▸ Source text:
----------

When I inquired about enrolling, they told me the GI Bill would indeed cover the cost of going to school, but I would have to try out and be selected in order to attend school there. To try out you picked any monologue you wanted and performed it for the school faculty. That was fine with me, and I came back the next day for my audition.
When you’re trying out for a big-name acting school, of course you’re going to think about performing Shakespeare, but how was a guy like me supposed to wrap his tongue around those soliloquies? I didn’t want to do anything that would underscore my working-class Jewish background. In fact, I really didn’t want to talk at all, if I could avoid it. So I hit upon the idea of enacting a scene from
Dr. Jekyll and Mr. Hyde
—in pantomime. If I didn’t speak, there was no way they could reject me for my accent, right? In total silence I came through a door onto the stage, opened a cabinet, took out chemicals, took the tops off, combined them judiciously, and, when I had the right mix, poured the potion down my throat. It was immediately obvious that something had gone terribly wrong with my experiment! Step by step I walked through the scene, miming each character.

----------

▸ Given information:
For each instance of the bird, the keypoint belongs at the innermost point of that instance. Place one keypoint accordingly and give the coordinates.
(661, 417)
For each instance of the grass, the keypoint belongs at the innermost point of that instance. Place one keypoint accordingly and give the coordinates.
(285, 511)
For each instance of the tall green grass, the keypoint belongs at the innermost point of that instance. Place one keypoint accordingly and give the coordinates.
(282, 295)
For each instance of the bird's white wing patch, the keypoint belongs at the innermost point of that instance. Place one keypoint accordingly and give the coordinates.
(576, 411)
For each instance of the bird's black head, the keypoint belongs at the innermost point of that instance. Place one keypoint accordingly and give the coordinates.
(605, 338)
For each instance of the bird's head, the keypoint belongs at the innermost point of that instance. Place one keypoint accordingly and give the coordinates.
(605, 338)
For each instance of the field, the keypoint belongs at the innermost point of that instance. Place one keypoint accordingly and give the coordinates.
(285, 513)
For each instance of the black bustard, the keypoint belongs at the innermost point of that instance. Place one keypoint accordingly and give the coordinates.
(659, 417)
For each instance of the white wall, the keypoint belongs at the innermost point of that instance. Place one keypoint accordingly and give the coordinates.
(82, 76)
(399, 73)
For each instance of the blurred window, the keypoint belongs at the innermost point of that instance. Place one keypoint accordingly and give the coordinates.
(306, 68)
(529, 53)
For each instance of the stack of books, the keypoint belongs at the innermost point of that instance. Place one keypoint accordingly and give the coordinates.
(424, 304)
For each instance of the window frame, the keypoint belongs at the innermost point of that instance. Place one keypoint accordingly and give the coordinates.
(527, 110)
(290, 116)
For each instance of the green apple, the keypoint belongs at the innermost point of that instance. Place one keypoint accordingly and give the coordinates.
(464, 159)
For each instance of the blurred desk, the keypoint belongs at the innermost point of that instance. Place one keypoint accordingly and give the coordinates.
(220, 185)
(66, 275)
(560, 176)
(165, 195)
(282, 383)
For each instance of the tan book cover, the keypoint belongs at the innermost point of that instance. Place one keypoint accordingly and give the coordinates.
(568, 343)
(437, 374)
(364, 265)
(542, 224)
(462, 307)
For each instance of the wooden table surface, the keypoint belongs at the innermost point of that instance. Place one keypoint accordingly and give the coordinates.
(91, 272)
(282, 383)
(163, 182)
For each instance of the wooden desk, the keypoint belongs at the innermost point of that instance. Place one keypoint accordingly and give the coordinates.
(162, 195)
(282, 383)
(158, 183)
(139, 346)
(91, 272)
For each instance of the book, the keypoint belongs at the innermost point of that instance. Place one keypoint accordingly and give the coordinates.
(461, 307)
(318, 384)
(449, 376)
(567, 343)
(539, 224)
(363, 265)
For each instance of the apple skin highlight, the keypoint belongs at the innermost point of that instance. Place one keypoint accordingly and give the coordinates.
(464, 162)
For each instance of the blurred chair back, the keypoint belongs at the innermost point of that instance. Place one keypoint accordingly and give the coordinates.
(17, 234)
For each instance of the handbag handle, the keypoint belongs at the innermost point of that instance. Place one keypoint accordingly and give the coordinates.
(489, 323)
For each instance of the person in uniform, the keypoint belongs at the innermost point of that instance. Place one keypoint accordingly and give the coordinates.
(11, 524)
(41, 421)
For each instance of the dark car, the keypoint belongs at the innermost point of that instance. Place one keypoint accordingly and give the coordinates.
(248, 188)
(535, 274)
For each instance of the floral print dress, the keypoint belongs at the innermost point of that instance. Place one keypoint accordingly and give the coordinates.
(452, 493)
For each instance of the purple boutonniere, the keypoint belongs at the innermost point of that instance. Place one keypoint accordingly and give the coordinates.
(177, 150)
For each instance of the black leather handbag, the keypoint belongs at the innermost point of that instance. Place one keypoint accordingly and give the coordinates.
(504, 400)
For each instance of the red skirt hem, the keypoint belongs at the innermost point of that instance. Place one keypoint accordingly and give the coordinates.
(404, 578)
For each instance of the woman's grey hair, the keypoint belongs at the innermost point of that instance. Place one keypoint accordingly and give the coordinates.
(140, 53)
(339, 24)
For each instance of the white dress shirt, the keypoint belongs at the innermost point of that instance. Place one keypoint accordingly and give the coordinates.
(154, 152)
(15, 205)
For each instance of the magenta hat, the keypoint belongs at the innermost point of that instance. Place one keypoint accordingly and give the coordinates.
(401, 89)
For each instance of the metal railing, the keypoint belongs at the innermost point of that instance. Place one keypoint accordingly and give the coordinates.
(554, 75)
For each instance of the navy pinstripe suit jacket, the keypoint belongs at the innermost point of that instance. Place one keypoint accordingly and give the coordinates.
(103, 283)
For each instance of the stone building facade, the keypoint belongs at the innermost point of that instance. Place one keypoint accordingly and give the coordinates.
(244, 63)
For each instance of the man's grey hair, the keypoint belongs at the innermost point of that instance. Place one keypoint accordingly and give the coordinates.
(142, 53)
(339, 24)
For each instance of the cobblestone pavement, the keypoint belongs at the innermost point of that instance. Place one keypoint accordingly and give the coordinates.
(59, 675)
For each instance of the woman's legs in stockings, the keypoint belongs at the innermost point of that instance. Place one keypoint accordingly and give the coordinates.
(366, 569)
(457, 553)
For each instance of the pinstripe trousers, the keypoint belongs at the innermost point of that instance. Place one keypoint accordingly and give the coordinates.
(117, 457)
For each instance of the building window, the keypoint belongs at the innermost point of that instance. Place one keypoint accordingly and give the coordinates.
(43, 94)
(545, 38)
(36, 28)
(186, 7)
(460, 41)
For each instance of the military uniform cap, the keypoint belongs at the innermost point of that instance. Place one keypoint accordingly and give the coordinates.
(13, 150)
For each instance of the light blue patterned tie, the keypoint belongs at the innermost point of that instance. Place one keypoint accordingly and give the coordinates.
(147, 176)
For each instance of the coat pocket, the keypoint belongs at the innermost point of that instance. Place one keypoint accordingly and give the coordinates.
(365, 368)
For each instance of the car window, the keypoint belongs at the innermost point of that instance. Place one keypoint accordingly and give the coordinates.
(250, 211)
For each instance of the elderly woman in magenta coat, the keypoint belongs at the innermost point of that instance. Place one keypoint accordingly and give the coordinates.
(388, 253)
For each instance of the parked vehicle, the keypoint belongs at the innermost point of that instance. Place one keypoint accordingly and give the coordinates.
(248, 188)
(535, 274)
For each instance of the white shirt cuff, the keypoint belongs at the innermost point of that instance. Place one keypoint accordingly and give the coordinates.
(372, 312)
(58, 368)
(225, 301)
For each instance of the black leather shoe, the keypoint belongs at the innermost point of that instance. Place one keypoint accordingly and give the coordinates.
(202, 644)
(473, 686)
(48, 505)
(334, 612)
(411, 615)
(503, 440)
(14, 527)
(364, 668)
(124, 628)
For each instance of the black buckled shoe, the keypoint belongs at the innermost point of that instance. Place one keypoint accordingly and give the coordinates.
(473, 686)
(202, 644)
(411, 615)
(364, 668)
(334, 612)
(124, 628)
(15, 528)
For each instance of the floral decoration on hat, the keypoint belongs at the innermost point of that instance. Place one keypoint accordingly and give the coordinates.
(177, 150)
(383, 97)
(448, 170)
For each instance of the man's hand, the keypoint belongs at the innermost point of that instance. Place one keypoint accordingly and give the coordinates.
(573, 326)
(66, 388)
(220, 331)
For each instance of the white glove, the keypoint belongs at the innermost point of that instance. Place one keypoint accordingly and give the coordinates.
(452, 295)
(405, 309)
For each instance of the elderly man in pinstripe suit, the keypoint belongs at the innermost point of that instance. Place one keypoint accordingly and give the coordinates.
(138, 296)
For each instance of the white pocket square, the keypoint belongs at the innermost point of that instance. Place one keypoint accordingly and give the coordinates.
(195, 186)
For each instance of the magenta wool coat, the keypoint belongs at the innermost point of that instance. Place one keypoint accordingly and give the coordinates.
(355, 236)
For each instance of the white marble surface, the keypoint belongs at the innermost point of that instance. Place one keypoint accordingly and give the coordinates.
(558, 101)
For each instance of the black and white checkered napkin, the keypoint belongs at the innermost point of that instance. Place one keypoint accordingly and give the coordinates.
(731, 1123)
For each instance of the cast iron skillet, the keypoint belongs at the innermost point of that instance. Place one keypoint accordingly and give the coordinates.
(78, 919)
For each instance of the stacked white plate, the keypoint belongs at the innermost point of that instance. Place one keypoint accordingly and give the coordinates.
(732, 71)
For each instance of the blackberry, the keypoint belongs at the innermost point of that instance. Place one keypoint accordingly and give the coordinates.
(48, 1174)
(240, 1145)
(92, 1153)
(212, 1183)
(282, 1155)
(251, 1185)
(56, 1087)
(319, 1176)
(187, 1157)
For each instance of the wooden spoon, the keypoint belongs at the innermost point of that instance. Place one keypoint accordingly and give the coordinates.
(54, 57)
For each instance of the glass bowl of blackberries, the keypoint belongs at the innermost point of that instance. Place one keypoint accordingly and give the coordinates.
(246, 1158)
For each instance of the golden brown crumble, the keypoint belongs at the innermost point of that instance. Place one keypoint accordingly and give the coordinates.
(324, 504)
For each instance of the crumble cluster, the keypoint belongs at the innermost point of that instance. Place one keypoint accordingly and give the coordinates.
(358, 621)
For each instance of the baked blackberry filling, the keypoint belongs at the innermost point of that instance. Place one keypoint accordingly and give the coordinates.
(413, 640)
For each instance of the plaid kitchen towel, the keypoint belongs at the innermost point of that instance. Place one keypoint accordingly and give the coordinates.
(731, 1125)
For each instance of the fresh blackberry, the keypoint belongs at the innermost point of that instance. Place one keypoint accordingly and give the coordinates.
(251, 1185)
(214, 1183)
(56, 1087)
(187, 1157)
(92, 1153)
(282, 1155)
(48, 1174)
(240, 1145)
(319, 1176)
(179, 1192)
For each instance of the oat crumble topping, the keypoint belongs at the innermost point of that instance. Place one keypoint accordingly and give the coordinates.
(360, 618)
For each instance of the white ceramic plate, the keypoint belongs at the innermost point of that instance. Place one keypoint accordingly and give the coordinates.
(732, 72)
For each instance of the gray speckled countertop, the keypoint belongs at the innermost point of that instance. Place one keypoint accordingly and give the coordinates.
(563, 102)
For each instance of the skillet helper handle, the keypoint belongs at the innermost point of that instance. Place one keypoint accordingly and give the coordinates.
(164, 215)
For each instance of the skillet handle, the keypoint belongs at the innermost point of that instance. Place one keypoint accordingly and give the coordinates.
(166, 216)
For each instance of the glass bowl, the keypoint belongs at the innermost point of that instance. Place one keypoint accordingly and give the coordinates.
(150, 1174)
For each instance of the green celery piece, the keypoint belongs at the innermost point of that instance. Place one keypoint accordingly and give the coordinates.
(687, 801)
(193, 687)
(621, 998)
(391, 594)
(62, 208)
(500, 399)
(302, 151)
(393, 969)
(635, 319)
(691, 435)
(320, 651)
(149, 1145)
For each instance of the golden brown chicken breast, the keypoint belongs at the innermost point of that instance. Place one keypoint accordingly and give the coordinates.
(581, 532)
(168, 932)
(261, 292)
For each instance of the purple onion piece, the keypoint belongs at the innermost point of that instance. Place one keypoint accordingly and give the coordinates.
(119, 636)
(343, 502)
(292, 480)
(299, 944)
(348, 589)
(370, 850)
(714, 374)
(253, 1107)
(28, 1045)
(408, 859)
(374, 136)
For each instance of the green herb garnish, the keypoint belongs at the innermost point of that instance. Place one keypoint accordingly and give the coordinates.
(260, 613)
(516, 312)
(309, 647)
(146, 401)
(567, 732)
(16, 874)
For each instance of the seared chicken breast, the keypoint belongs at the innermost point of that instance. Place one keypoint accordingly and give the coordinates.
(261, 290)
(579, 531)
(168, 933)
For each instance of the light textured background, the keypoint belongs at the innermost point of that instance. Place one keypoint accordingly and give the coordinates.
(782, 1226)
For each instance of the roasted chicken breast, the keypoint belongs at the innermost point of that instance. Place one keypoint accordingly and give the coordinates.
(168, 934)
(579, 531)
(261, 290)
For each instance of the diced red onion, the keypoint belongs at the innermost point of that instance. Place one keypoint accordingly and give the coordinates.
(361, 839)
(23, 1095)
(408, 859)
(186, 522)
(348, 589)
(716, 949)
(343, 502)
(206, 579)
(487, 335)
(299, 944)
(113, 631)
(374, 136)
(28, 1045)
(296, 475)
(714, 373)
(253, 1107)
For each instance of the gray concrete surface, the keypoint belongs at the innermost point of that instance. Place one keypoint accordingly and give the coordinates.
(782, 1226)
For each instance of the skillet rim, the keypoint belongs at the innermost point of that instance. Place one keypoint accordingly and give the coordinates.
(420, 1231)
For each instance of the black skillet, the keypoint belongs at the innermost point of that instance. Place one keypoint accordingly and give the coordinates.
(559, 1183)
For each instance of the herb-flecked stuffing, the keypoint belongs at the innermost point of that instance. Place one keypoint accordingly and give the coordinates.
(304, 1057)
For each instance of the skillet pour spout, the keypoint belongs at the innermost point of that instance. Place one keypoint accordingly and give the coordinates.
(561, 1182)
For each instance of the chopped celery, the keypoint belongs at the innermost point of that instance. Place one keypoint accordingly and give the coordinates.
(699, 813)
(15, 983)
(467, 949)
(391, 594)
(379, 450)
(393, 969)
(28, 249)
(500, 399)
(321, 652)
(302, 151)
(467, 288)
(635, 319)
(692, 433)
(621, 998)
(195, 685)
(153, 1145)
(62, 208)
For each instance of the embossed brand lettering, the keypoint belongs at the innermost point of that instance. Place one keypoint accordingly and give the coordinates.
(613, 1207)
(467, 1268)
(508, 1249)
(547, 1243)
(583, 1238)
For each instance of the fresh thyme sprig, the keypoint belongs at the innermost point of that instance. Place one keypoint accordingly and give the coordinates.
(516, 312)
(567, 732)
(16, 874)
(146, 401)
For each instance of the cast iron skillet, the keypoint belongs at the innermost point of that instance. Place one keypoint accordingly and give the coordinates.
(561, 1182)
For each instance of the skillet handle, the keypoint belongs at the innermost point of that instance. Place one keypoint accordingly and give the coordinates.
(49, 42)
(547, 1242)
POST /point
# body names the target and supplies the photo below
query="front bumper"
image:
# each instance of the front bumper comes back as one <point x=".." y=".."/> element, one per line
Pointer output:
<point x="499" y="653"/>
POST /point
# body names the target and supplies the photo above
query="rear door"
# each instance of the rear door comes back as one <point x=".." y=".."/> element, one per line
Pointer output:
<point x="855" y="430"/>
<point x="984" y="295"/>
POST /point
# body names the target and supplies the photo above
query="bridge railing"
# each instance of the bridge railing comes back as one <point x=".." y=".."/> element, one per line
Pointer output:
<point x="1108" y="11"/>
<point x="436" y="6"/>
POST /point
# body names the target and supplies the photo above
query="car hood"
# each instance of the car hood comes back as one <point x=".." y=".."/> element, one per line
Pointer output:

----------

▸ Exercise set:
A) According to the audition passage, what did a person have to do to try out for the school?
B) Say whether each statement agrees with the audition passage. Answer yes or no and quote the deciding words.
(i) The GI Bill would pay for attending the school.
(ii) The narrator auditioned with a Shakespeare soliloquy.
(iii) The audition took place the day after the narrator asked about enrolling.
C) Using the audition passage, explain why the narrator chose to perform the scene in pantomime.

▸ Expected responses:
A) Pick any monologue and perform it for the school faculty.

B)
(i) Yes: "the GI Bill would indeed cover the cost of going to school"
(ii) No: "So I hit upon the idea of enacting a scene from Dr. Jekyll and Mr. Hyde"
(iii) Yes: "I came back the next day for my audition"

C) The narrator did not want to do anything that would underscore a working-class Jewish background and wanted to avoid talking. By not speaking, the narrator reasoned, there was no way the faculty could reject the audition because of an accent.